··· TEXT SECTION

Regions with significant populations
- Israel: 3,500

Languages
- Liturgical: Mizrahi Hebrew; Traditional: Berber; also Judeo-Arabic with Judeo-Berber as a contact language; Modern: typically the language of whatever country they now reside in, including Modern Hebrew in Israel;

Religion
- Judaism

Related ethnic groups
- Maghrebi Jews Mizrahi Jews Sephardi Jews Other Jewish groups Berbers

= Berber Jews =

Berber-speaking Jewish people in North Africa

Berber Jews are the Jewish communities of the Tamazgha, in North Africa, who historically spoke Berber languages.
Between 1950 and 1970 most emigrated to France, Israel and the United States.

······
··· DATA EXTRACT

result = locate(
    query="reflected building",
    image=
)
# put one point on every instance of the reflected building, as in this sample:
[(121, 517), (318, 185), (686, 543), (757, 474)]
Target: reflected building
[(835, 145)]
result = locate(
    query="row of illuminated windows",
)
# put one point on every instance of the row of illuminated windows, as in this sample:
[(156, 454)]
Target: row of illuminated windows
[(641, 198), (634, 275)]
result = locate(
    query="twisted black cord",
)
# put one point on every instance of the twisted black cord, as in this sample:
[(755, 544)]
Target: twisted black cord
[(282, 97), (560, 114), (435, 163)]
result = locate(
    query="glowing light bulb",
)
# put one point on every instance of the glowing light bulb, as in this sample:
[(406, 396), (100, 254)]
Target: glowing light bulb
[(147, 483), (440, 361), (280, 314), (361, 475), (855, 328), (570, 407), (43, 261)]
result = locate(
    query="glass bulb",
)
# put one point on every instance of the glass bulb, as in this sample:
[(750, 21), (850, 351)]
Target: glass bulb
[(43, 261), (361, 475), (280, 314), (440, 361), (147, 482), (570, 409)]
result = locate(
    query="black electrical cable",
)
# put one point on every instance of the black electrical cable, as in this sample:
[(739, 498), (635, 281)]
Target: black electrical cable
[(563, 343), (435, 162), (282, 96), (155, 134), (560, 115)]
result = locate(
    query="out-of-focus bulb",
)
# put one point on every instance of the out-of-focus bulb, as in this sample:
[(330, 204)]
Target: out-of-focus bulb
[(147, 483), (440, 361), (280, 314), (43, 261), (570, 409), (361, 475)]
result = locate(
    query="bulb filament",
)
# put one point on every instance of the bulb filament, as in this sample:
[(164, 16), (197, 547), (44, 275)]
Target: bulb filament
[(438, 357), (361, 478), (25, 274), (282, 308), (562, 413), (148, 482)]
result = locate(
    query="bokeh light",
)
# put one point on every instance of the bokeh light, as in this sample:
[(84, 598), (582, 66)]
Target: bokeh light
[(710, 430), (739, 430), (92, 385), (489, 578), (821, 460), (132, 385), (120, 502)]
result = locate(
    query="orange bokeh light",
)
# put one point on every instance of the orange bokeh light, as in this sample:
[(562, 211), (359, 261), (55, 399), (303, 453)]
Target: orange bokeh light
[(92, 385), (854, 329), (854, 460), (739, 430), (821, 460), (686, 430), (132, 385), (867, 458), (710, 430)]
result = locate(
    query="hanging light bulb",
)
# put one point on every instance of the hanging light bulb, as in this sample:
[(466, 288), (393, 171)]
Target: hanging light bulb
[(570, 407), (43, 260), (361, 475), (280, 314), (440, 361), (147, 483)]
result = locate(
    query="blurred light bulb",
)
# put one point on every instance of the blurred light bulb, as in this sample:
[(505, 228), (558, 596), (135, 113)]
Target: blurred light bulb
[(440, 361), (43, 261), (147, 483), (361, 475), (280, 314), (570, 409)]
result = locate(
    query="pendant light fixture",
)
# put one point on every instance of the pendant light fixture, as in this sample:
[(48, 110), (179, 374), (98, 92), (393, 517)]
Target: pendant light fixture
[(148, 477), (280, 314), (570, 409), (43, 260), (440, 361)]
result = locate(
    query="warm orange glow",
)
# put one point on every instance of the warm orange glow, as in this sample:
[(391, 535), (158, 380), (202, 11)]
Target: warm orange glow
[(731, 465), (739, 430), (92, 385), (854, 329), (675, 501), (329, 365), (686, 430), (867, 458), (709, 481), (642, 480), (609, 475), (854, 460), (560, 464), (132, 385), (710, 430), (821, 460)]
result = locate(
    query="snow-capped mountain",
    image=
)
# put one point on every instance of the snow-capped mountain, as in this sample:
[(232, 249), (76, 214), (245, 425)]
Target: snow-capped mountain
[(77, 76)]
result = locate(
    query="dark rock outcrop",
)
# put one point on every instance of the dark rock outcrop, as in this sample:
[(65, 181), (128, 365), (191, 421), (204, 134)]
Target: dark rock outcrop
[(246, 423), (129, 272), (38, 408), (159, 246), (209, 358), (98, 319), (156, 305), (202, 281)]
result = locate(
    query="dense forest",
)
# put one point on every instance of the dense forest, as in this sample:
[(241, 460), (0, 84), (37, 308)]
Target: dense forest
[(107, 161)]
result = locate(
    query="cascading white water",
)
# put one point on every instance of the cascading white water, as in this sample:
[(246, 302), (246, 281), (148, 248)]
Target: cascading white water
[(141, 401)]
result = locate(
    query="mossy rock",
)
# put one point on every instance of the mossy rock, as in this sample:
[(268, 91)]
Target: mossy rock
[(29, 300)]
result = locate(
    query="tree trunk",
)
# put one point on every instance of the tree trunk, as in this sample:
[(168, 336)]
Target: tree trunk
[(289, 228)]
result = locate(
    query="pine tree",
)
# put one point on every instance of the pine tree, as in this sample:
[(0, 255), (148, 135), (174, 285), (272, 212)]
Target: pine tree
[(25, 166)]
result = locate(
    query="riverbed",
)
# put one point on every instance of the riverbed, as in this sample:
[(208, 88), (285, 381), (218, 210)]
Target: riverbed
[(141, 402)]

······

- [REQUIRED ACTION 1] Name every country that the Berber Jews text says most of these communities emigrated to between 1950 and 1970.
- [REQUIRED ACTION 2]
Decide whether each statement agrees with the Berber Jews text. Give yes or no and quote the deciding words.
(a) Most Berber Jews emigrated between 1950 and 1970.
(b) The text gives a population of 3,500 for France.
(c) The liturgical language listed is Modern Hebrew.
- [REQUIRED ACTION 3] Extend the text on Berber Jews, beginning after its final sentence.
None of the work here draws on the entries.

- [ANSWER BOX 1] France, Israel, the United States

- [ANSWER BOX 2]
(a) Yes: "Between 1950 and 1970 most emigrated to France, Israel and the United States."
(b) No: "Israel: 3,500"
(c) No: "Liturgical: Mizrahi Hebrew"

- [ANSWER BOX 3]
==History==
===Antiquity===
Jews have settled in the Tamazgha since at least the second century. According to one theory, which is based on the fourteenth-century writings of Arab philosopher Ibn Khaldun and was influential during the 20th century, Berbers adopted Judaism from these arrived Jews before the Arab conquest of North Africa. For example, French historian Eugène Albertini dates the Judaization of certain Berber tribes and their expansion from Tripolitania to the Saharan oases to the end of the 1st century. Marcel Simon for his part, sees the first point of contact between the western Berbers and Judaism in the great Jewish Rebellion of 66–70 CE. Some historians believe, based on the writings of Ibn Khaldoun and other evidence, that some or all of the ancient Judaized Berber tribes later adopted Christianity and afterwards Islam, and it is not clear if they are a part of the ancestry of contemporary Berber-speaking Jews. According to Joseph Chetrit, recent research has shown weaknesses in the evidence supporting Ibn Khaldun's statement, and "seems to support scholars' hypothesis that Jews came to North Africa from ancient Israel after a stay in Egypt and scattered progressively from East to West, from the Middle East to the Atlantic in the Hellenic-Roman Empire".

===Islamic period===
It is possible that the Barghawata confederacy had a Judeo-Berber background, though accounts of entire Berber tribes practicing Judaism appear later and are unreliable.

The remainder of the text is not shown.